## EXERCISE REQUIREMENTS
a) Answer these questions from the ECB article:
(i) How many economists polled by Reuters expected the ECB to keep interest rates at their record low?
(ii) To what level did the three-month Euribor rate climb?
(iii) By what percentage had the euro fallen in six months on a trade-weighted basis before last month's meeting?
b) Please output, word for word, the stretch of the ECB article from "The ECB's policymaking" through "economist Kenneth Broux.".

## EXTRACT

The European Central Bank will face pressure on Thursday to say if it is worried by rising bank-to-bank lending rates, whether it will extend liquidity support and how it sees Europe's bank stress tests panning out.
With the ECB pausing for breath after taking extraordinary action to respond to the euro zone debt crisis, all 76 economists recently polled by Reuters expected the ECB to keep interest rates at their record low of 1.0 percent.
The ECB's policymaking Governing Council began meeting shortly after 0700 GMT (3 a.m. EDT).
Soon afterwards, official data showed euro-priced interbank lending rates hit their highest levels in 10 months on Thursday.
I think they would be worried if this continued over the summer, said Lloyds TSB economist Kenneth Broux.
The creep up in the bank-to-bank lending rates came amid signs of slowing euro zone growth and market concerns that the Europe-wide bank stress tests will not be tough enough.
The three-month Euribor rate -- traditionally the main gauge of interbank euro lending -- climbed to 0.810 percent from 0.802 percent the previous day, the highest level since early September.
While the ECB might exude swan-like calm on the surface, underneath it's thrashing around to keep its head above water, said Steve Barrow, currency strategist at Standard Bank.
Throughout the crisis, the central bank has sought to address worries by offering banks extra cash. Market players will look for guidance on whether the ECB plans to extend its liquidity support beyond the current end-date of mid-October.
They will also want the central bank to spell out more details of the government bond purchase programme it began in May to contain Greece's and the euro zone's debt crisis.
The high-profile stress tests being carried out on a sizeable chunk of Europe's banks will be a further focus for the ECB's news conference. The health checks go to the root of the woes dogging the euro zone's financial sector.
ECB President Jean-Claude Trichet is, like last month, likely to give little away on the central bank's plans for liquidity support and bond buying.
I think there will just be a sense of relief that the euro has stopped collapsing and the banking sector hasn't fallen over, said Societe Generale economist James Nixon.
I think rate hikes are so are off the horizon it's not really worth talking about, he said.
Prior to last month's meeting the euro had fallen 17 percent in six months on a trade-weighted basis -- its most dramatic drop on record -- on fears the euro zone debt crisis could force troubled members out of the single currency. The euro has gained back some of the ground since then.

## STUDY MATERIAL
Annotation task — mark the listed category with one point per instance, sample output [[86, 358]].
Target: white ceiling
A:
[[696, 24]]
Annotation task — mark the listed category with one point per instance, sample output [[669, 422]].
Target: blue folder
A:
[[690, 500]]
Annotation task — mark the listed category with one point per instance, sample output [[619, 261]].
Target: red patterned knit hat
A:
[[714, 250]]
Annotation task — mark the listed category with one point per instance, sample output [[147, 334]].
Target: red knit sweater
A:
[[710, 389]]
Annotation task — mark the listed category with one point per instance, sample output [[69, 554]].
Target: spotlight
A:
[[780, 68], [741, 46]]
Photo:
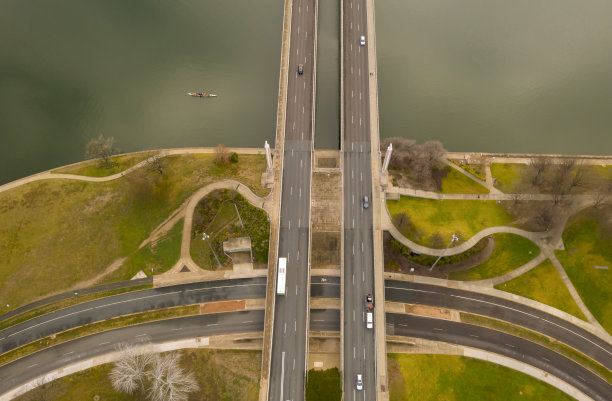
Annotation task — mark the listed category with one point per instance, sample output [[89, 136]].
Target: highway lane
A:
[[127, 303], [498, 308], [288, 358], [359, 342], [503, 344], [325, 287], [34, 365]]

## TASK RESULTS
a)
(i) 76
(ii) 0.810 percent
(iii) 17 percent

b)
The ECB's policymaking Governing Council began meeting shortly after 0700 GMT (3 a.m. EDT).
Soon afterwards, official data showed euro-priced interbank lending rates hit their highest levels in 10 months on Thursday.
I think they would be worried if this continued over the summer, said Lloyds TSB economist Kenneth Broux.